Stored dataset items
= = =

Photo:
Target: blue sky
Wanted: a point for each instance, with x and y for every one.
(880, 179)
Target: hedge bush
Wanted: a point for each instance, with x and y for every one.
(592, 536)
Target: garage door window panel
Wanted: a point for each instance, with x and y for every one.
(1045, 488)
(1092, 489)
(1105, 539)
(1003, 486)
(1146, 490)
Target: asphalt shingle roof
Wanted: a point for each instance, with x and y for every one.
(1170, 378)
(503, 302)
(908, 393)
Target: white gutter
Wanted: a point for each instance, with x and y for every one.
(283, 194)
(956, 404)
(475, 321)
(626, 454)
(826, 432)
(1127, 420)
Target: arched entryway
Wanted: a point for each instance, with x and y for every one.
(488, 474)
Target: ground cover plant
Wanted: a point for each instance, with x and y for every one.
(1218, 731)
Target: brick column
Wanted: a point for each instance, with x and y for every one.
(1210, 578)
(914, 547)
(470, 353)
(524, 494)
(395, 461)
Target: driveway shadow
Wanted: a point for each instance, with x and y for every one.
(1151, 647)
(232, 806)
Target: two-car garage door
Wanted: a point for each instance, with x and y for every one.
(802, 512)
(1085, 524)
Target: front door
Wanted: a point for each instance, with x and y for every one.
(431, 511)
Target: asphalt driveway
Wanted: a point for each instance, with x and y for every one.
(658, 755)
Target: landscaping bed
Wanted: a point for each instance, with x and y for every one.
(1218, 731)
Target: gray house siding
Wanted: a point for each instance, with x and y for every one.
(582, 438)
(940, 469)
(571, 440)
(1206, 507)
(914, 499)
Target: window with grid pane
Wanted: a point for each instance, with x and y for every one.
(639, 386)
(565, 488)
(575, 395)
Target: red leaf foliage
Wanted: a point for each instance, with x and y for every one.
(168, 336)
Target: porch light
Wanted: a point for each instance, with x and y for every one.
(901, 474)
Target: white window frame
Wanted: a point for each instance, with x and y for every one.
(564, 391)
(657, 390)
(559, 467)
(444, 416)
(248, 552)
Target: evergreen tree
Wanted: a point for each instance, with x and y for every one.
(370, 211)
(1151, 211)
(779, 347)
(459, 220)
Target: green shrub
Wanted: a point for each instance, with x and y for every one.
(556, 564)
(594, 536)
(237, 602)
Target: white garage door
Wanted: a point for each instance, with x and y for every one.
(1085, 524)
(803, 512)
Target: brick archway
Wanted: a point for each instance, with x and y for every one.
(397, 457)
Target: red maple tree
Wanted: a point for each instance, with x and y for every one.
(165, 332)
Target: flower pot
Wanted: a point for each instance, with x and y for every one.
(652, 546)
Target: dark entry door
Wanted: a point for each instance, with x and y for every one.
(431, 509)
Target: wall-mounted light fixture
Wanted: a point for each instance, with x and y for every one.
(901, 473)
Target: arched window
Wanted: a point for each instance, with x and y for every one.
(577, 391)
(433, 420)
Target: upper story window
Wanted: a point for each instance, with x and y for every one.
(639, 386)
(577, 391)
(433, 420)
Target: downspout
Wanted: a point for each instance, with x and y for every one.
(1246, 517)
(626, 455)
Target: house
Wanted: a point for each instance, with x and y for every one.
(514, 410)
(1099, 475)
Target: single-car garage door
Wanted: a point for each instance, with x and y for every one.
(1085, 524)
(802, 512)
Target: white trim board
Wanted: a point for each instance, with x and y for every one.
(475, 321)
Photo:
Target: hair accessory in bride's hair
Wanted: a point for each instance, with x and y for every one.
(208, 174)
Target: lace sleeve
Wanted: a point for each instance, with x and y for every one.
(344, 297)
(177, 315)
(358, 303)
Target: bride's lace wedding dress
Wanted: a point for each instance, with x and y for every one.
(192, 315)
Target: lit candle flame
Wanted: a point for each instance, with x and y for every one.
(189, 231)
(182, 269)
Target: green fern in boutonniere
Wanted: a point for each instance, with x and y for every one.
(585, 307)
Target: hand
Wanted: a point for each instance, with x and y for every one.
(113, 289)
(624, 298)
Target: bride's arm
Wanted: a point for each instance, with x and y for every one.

= = =

→ **Work to be completed**: Every entry must be quoted exactly as it appears above.

→ **Answer below**:
Photo:
Target: blue sky
Wanted: a point for each instance, with x and y for every one.
(880, 179)
Target: hedge bush
Wanted: a point for each instance, with x and y for every one.
(592, 536)
Target: garage door window panel
Wanted: a point for each instance, with x and y for every one.
(1045, 488)
(1092, 489)
(1105, 539)
(1003, 486)
(1146, 490)
Target: asphalt shingle roof
Wanted: a point for each instance, with x and y for every one.
(1170, 378)
(503, 302)
(908, 393)
Target: white gutter
Wanted: a point for each instance, with x and y for every one.
(283, 194)
(956, 404)
(475, 321)
(626, 454)
(826, 432)
(1127, 420)
Target: arched entryway
Wanted: a point for each instance, with x and y for every one.
(488, 474)
Target: ground cover plant
Wanted: a point for each instance, with x and y for every one.
(1218, 731)
Target: brick column
Wanted: a point for each instance, with x and y for every one.
(1210, 578)
(914, 547)
(470, 353)
(524, 494)
(395, 461)
Target: driveway shadow
Wanted: a point for each instance, with x and y for every one.
(1151, 647)
(232, 806)
Target: two-car garage door
Wanted: a point for each instance, with x and y for every one.
(802, 512)
(1085, 524)
Target: front door
Wanted: a point for each instance, with x and y for every one.
(431, 511)
Target: asphalt driveway
Wanted: a point for each instance, with x and y for every one.
(658, 755)
Target: landscaping bed
Wanted: a point for each instance, with x and y for every one.
(1218, 731)
Target: gray house siding
Wanted: a point for each instance, with x and y for every one.
(582, 438)
(940, 469)
(571, 440)
(1206, 507)
(914, 499)
Target: window with grid pane
Wanted: a point for each instance, with x and y for every one.
(639, 386)
(565, 488)
(575, 395)
Target: red leaf foliage
Wanted: a point for each instance, with x and y for every one.
(168, 336)
Target: porch light
Wanted: a point for each instance, with x and y for every one.
(901, 474)
Target: white window frame
Wanted: a point for each instance, with x and y for every one.
(564, 391)
(657, 390)
(559, 467)
(444, 416)
(248, 552)
Target: evergreen tree
Wanted: a point for each instance, with x and y for every one.
(370, 211)
(1151, 211)
(779, 347)
(459, 220)
Target: green shrub
Wanted: a point for each instance, with x and y for every one.
(556, 564)
(594, 536)
(237, 602)
Target: white garage door
Wanted: a point for each instance, with x and y for every one.
(1085, 524)
(803, 512)
Target: brick archway
Wanted: a point for each instance, with x and y for every one.
(397, 457)
Target: red maple tree
Wanted: a point for each instance, with x and y for every one.
(165, 332)
Target: flower pot
Wanted: a point for each instance, with x and y for every one.
(652, 546)
Target: dark entry door
Wanted: a point for each instance, with x and y for every one.
(431, 509)
Target: wall-mounted light fixture
Wanted: a point for each instance, with x and y for every one.
(901, 473)
Target: arched window
Wanted: a point for each instance, with x and y for every one.
(577, 391)
(433, 420)
Target: upper story window
Wanted: a point for each instance, with x and y for every one.
(639, 386)
(577, 391)
(433, 420)
Target: downspout
Wanted: a point for each instance, with x and y for every one.
(1246, 517)
(626, 455)
Target: house
Wanted: a point for each instance, with x and y for every one.
(514, 410)
(1099, 475)
Target: single-car garage door
Wanted: a point for each instance, with x and y for every one.
(1085, 524)
(802, 512)
Target: white trim board
Wanted: a point for each instance, with x and y for every one.
(475, 321)
Photo:
Target: hair accessory in bride's hair
Wanted: a point for each instance, with x and y for every one.
(208, 174)
Target: lace sleeve
Wanted: a point for each instance, with x and y for every one.
(344, 297)
(177, 315)
(358, 303)
Target: bride's lace wedding dress
Wanted: a point for each instance, with x and y for every one.
(192, 315)
Target: lit candle flame
Wanted: a point for each instance, with x and y for every one.
(189, 231)
(182, 269)
Target: green fern in boutonniere
Wanted: a point for each instance, with x and y for every one.
(585, 307)
Target: hand
Wanted: a point for each instance, with x and y for every one.
(113, 289)
(624, 298)
Target: bride's arm
Wanted: a point for each instance, with x and y for every one.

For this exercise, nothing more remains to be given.